**Excerpt provided**

--

Paul Adam Engelmayer (born April 12, 1961) is a United States district judge of the United States District Court for the Southern District of New York.

Early life and education 

Born in New York City, New York, Engelmayer earned an Artium Baccalaureus summa cum laude in 1983 from Harvard College, where he was editorial chairman of The Harvard Crimson and inducted into Phi Beta Kappa, and a Juris Doctor magna cum laude in 1987 from Harvard Law School, where he was treasurer of the Harvard Law Review. He then worked as a clerk for United States Court of Appeals for the District of Columbia Circuit Judge Patricia Wald from 1987 until 1988, and then for Supreme Court of the United States Justice Thurgood Marshall from 1988 until 1989.

Professional career 

Between 1983 and 1984, Engelmayer worked as a staff reporter for The Wall Street Journal in the paper's Philadelphia bureau. From 1989 until 1994, Engelmayer worked as a federal prosecutor in Manhattan, serving as an Assistant United States Attorney from 1989 until 1994 but also serving as deputy chief appellate attorney in 1994. From 1994 until 1996, Engelmayer was an Assistant to the United States Solicitor General Drew S. Days, III. Engelmayer returned to the United States Attorney's office in Manhattan in 1996, serving as the chief of the major crimes unit from 1996 until 2000. In 2000, Engelmayer joined the law firm Wilmer Cutler Pickering Hale and Dorr in Manhattan as a partner. He was the partner in charge of the New York office since 2005.

--

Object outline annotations
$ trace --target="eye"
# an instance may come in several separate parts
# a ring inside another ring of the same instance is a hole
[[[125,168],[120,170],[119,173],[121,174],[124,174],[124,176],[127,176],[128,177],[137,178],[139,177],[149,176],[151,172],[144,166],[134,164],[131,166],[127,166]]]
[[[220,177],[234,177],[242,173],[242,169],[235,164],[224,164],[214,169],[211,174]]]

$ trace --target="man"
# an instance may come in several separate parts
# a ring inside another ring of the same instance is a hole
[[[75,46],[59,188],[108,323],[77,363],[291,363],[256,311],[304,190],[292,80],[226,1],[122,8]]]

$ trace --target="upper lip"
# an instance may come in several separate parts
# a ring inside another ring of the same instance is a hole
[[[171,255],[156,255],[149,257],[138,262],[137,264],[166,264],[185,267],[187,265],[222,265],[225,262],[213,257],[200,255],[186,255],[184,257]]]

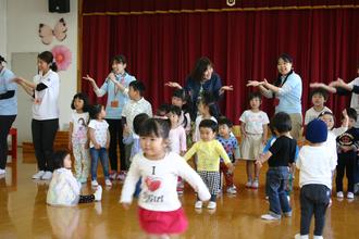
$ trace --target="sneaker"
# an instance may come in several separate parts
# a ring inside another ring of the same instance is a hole
[[[251,188],[251,181],[247,181],[246,188]]]
[[[215,209],[216,207],[216,203],[215,202],[212,202],[212,201],[210,201],[209,203],[208,203],[208,205],[207,205],[207,209],[210,209],[210,210],[213,210],[213,209]]]
[[[257,189],[258,187],[259,187],[259,183],[258,183],[258,180],[255,180],[255,181],[251,184],[251,188]]]
[[[294,236],[294,239],[309,239],[309,235],[296,234],[296,236]]]
[[[197,202],[195,203],[195,209],[201,209],[202,205],[203,205],[203,202],[202,202],[202,201],[197,201]]]
[[[52,173],[50,171],[45,172],[45,174],[42,175],[41,179],[42,180],[50,180],[52,177]]]
[[[109,177],[110,177],[111,180],[115,180],[116,176],[117,176],[116,172],[113,171],[113,172],[111,172]]]
[[[104,185],[108,186],[108,187],[111,187],[112,186],[112,183],[110,179],[106,179],[104,180]]]
[[[97,180],[94,179],[94,180],[91,181],[91,186],[92,186],[92,187],[97,187],[97,186],[99,186],[99,183],[97,183]]]
[[[354,193],[351,191],[347,193],[347,199],[354,199]]]
[[[336,198],[343,199],[344,198],[343,191],[336,192]]]
[[[39,171],[33,175],[33,179],[40,179],[44,174],[45,174],[45,171]]]
[[[260,218],[267,219],[267,221],[280,221],[281,219],[281,217],[275,217],[275,216],[272,216],[271,214],[263,214],[263,215],[261,215]]]
[[[232,186],[232,187],[227,188],[227,193],[230,193],[230,194],[237,193],[236,187],[235,186]]]
[[[99,185],[94,193],[95,201],[101,201],[102,199],[102,187]]]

--

**Task goal**
Continue the biography of Paul Adam Engelmayer from the point where it ends, writing its next part in the same formal style.

**Solved problem**
Federal judicial service 

On February 2, 2011, President Obama nominated Engelmayer to a judicial seat to fill the seat vacated by Judge Gerard E. Lynch, who was elevated to the United States Court of Appeals for the Second Circuit. On March 16, 2011, Engelmayer had a hearing before the Senate Judiciary Committee. On March 31, 2011, Senator Charles Grassley placed Engelmayer's nomination on hold, along with two other nominations. Grassley later lifted the holds, and the Senate Judiciary Committee referred Engelmayer's nomination to the full Senate on April 7, 2011. On Friday, July 22, 2011, it was announced that the Senate had scheduled a full vote on Engelmayer's nomination on July 25, 2011. On July 25, 2011, the vote was postponed until July 26, 2011. The Senate confirmed Engelmayer by a 98–0 vote on July 26, 2011. He received his commission on July 27, 2011. He was the judge in the racketeering case of Daniel Hernandez, better known as American rapper 6ix9ine. He sentenced 6ix9ine to 24 months in prison with time served and five years of supervised release.

Personal 

Engelmayer and his wife, Emily Mandelstam, who are both Jewish, live in Manhattan. Englemayer and Mandelstam have two children, Caroline and William.

See also 
 List of Jewish American jurists
 List of law clerks of the Supreme Court of the United States (Seat 10)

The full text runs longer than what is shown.